GIVEN ENTRIES:

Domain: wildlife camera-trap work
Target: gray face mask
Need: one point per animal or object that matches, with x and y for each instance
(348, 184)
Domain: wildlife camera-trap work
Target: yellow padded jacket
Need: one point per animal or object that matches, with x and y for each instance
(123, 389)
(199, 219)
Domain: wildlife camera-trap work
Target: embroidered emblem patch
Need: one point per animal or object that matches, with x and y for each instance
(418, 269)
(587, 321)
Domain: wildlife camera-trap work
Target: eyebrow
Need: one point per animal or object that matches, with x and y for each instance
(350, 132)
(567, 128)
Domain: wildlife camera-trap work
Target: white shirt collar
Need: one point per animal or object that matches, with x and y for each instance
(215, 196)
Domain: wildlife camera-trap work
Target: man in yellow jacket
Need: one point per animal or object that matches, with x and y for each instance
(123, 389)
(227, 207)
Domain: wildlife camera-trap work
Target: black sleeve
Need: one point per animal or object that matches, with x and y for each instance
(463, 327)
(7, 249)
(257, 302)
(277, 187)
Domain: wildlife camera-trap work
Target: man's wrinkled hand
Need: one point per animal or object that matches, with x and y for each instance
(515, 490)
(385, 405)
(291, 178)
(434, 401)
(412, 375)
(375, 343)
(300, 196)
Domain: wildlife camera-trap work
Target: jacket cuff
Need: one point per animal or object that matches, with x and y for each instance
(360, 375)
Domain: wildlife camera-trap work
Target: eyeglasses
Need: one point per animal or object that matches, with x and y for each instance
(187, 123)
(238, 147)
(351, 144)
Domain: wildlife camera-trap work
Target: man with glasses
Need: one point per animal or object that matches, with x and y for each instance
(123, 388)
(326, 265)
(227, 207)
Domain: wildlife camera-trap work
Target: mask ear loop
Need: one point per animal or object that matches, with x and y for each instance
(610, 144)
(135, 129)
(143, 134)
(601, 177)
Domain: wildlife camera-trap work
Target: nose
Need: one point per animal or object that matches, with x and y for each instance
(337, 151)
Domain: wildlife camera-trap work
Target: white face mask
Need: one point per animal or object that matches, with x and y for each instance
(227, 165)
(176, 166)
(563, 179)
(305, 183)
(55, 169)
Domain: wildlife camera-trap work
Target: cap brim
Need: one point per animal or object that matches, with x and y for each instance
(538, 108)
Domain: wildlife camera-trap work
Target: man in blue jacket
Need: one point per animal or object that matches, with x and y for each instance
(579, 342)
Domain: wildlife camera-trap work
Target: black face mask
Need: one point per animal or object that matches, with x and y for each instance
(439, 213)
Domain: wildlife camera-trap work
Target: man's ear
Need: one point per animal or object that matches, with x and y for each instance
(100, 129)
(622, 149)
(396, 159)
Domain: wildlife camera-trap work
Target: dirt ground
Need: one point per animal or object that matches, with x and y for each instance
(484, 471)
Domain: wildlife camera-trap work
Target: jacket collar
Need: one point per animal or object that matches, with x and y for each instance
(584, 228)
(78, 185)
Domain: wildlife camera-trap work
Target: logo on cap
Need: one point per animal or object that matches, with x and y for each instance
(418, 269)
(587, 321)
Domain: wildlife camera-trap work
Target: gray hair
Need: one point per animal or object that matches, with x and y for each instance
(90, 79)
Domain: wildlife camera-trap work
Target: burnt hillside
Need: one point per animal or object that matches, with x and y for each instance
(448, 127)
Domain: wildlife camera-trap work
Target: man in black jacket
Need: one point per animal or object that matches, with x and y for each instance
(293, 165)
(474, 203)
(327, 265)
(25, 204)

PROBLEM DETAILS:
A faithful retyping of every entry above is the task.

ANSWER TO THE EXERCISE:
Domain: wildlife camera-trap work
Target: gray face mask
Need: one point per animal or object that matches, with x and y for each instance
(348, 184)
Domain: wildlife camera-trap work
Target: yellow padded jacket
Need: one point per animal or object that matches, with x and y for each instance
(123, 389)
(199, 219)
Domain: wildlife camera-trap work
Target: embroidered emblem patch
Need: one point per animal or object that matches, with x and y for each instance
(418, 269)
(587, 321)
Domain: wildlife camera-trap work
Target: eyebrow
Need: one point per animal or object that matches, with x and y for each instance
(350, 132)
(567, 128)
Domain: wildlife camera-trap work
Target: white shirt collar
Need: one point per animal or object that matches, with x and y for each instance
(215, 196)
Domain: wildlife camera-trap work
Target: man in yellow jacket
Need: one point per animal or object that matches, with x and y for each instance
(123, 389)
(227, 207)
Domain: wildlife camera-trap work
Target: black sleeve
Need: one point per animal or object that matches, with x and y for each instance
(463, 327)
(7, 249)
(257, 302)
(277, 187)
Domain: wildlife camera-trap work
Target: man's wrinkled hand
Need: one point per animal or object that matches, with x and y for each instance
(515, 490)
(385, 405)
(291, 178)
(434, 401)
(412, 375)
(375, 343)
(300, 196)
Domain: wildlife camera-trap work
Target: jacket cuff
Need: one point per animal or object that matches, with x and y for each instance
(360, 375)
Domain: wildlife camera-trap work
Target: eyeglasses
Need: one point per animal or object that matches, with x and y for each instance
(187, 123)
(238, 147)
(351, 144)
Domain: wildlife camera-trap work
Target: man with glasses
Need: one point per animal or object that matches, with x and y for each instance
(123, 388)
(326, 265)
(227, 207)
Domain: wildlife camera-trap work
Target: mask ear loop
Need: one point per animal or object that matches, with x and y for each instance
(610, 144)
(135, 129)
(143, 134)
(601, 177)
Domain: wildlife camera-trap work
Target: nose
Need: one point per animal or object that matches, with x and y for each instance
(337, 151)
Domain: wildlife camera-trap work
Target: white face mask
Need: one point per animal or object that matches, with x and y for each instance
(227, 165)
(176, 166)
(563, 179)
(305, 183)
(55, 169)
Domain: wildlife camera-trap work
Target: cap brim
Need: one point per animal or object that matches, with x and y for each instance
(538, 108)
Domain: wildlife camera-trap work
Target: man in blue jacket
Need: one point per animal or object that matches, with x and y for each instance
(579, 342)
Domain: wildlife camera-trap work
Target: black face mask
Need: one point per animal or object that matches, with x and y for each instance
(439, 213)
Domain: wildlife camera-trap work
Target: man's ear
Need: one point per animal or object that matches, with x and y for each instance
(100, 129)
(622, 149)
(396, 159)
Domain: wildlife camera-trap work
Target: dirt ground
Need: one point per animal or object that matches, with x and y for each instance
(484, 471)
Domain: wildlife camera-trap work
Target: jacket collar
Need: one point per animal or object that matches, with x and y for each instance
(584, 228)
(78, 185)
Domain: wildlife camera-trap work
Target: logo on cap
Need: one point per animal or object that matches, with x and y for each instance
(418, 269)
(587, 321)
Domain: wildlife camera-trap work
Target: gray hair
Need: one point per animal or object that matches, with x and y for each instance
(90, 79)
Domain: wildlife camera-trap work
Target: burnt hillside
Need: one point per animal or object that matches, with x and y for each instance
(448, 127)
Domain: wildlife camera-trap work
Target: man in black jacket
Need: one point per animal or object that matches, with x and y for each instance
(293, 165)
(474, 203)
(327, 265)
(25, 204)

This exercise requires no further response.